━━ Given records

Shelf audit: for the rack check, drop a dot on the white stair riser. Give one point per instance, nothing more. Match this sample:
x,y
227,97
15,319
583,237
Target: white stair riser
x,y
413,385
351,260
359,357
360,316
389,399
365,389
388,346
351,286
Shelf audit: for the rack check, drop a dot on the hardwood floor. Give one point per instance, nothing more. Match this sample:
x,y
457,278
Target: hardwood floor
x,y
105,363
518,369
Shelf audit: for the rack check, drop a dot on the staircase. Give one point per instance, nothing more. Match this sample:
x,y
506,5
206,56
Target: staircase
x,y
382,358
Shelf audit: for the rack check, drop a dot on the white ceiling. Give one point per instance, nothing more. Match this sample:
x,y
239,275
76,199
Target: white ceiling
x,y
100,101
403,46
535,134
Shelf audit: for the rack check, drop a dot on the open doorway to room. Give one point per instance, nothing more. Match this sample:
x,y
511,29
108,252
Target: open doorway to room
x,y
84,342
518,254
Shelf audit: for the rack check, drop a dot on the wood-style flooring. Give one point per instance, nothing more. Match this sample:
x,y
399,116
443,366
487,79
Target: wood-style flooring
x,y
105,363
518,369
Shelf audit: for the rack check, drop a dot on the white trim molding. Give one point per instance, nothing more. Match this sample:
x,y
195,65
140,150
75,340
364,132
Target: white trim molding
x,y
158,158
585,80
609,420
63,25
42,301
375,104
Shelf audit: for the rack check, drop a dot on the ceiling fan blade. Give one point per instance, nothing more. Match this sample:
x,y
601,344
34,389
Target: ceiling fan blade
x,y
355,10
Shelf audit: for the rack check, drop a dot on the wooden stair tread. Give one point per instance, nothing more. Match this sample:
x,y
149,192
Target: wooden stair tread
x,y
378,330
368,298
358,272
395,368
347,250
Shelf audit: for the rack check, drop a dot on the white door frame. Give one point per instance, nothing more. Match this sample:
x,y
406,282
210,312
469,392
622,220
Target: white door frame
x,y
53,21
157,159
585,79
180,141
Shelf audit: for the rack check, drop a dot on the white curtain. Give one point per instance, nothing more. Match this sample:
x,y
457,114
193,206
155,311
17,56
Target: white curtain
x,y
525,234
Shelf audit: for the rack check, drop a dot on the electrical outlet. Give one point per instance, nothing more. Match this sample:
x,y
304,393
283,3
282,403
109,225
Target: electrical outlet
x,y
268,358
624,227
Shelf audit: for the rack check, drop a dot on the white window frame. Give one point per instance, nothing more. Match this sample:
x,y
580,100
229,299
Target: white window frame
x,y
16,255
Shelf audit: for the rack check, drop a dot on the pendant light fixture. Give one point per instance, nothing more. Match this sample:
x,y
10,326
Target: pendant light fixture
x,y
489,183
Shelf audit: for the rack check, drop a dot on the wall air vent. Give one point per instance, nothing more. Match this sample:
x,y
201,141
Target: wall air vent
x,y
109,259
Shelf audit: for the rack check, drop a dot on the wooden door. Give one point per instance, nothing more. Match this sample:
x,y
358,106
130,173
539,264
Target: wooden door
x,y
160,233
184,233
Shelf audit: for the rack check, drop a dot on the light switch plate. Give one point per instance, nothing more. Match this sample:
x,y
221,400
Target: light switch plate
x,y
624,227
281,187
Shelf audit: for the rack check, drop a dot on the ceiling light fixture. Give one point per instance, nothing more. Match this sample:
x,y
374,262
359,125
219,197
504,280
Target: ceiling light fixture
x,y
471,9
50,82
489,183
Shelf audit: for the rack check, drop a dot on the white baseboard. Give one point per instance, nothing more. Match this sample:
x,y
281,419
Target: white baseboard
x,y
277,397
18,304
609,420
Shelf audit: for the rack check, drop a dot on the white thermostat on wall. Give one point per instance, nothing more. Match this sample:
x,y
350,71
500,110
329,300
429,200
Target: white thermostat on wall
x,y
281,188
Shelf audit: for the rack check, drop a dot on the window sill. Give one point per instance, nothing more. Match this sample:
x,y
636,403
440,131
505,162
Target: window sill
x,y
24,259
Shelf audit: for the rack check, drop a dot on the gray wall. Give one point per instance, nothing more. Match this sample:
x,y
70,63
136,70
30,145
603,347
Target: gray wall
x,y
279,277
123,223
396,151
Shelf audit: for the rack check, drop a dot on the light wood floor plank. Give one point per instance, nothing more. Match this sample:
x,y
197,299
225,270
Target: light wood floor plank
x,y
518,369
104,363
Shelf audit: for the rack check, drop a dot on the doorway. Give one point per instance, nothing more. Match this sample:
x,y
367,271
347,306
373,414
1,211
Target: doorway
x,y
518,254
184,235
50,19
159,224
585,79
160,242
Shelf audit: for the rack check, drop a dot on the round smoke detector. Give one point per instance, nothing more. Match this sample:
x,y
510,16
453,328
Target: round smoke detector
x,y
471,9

━━━━

▶ [What is required]: Your task is to transcribe, with no changes, only the lines of the listing above that lie between the line holding "Target: hardwood floor" and the line holding "the wooden stair", inclusive.

▶ [Answer to the problem]:
Target: hardwood floor
x,y
105,363
518,369
Shelf audit: for the rack check, drop a dot on the staircase. Give one point per instance, nothing more. Match this sample:
x,y
506,5
206,56
Target: staircase
x,y
382,358
Shelf audit: for the rack check, drop a dot on the white ceiling. Give one point per instance, nothing more. Match this sample:
x,y
239,275
76,199
Target: white ceiling
x,y
100,101
403,46
535,134
Shelf audit: for the rack check, drop a dot on the open doorway to room. Give one point per instance, nothing more. Match this sample:
x,y
511,29
108,252
Target: open doorway to room
x,y
84,342
518,254
Shelf audit: for the rack check, drop a dot on the wood-style flooring. Give one point per instance, nothing more. Match this sample:
x,y
399,116
443,366
487,79
Target: wood-style flooring
x,y
105,363
518,369
Shelf audit: for the rack check, drop a dot on the white trim molding. Give one point per instance, nothing more. Match this sample:
x,y
195,65
140,150
75,340
364,132
Target: white trim molding
x,y
158,158
585,80
609,420
63,25
42,301
375,104
Shelf audit: for the rack check, drop a dot on the ceiling fan blade. Give one point per instance, nothing more. Match this sample:
x,y
601,344
34,389
Target: ceiling fan blade
x,y
355,10
Shelf audit: for the rack check, drop a dot on the wooden stair tread. Give one point per instance, nothing more. Match this sample:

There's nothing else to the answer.